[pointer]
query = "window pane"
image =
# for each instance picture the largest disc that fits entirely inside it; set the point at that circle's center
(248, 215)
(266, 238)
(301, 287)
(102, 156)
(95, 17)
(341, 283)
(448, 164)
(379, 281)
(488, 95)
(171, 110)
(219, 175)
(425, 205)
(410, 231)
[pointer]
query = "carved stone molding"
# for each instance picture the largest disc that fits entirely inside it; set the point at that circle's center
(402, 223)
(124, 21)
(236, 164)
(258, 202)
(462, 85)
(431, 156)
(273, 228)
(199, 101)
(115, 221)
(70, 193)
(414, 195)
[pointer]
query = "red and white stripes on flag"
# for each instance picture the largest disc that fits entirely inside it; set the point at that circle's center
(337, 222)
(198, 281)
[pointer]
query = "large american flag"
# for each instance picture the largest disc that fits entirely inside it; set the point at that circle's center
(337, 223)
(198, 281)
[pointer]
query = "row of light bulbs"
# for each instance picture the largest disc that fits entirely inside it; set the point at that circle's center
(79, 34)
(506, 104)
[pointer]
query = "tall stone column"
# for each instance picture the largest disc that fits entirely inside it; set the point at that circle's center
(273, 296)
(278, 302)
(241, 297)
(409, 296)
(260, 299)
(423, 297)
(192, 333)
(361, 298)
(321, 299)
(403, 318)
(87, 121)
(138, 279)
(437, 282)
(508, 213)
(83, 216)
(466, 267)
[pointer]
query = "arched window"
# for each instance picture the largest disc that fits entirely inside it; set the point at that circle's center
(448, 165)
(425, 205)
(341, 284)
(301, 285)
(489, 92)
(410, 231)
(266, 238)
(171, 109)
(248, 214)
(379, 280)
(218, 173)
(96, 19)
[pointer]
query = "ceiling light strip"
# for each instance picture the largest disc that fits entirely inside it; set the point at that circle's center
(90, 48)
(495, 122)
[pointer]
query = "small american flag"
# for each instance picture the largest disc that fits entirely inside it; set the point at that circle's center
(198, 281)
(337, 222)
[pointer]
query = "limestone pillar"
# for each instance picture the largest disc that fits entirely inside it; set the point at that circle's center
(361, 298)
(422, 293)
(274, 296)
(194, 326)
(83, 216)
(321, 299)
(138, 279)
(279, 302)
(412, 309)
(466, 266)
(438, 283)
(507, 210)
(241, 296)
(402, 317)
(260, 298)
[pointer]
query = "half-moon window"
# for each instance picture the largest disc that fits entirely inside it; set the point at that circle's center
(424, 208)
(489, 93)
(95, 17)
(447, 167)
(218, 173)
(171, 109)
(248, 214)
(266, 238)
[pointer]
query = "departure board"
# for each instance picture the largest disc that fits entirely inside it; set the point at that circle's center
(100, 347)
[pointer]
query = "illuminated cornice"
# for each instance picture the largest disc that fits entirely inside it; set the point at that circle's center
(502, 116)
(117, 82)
☆ ☆ ☆ ☆
◆ **Exercise brief**:
Which lines in the material contain the string "flag", with case counting? Copy every such line.

◆ **Output for this exercise**:
query = "red and white stripes on flag"
query = "large american flag"
query = "small american flag"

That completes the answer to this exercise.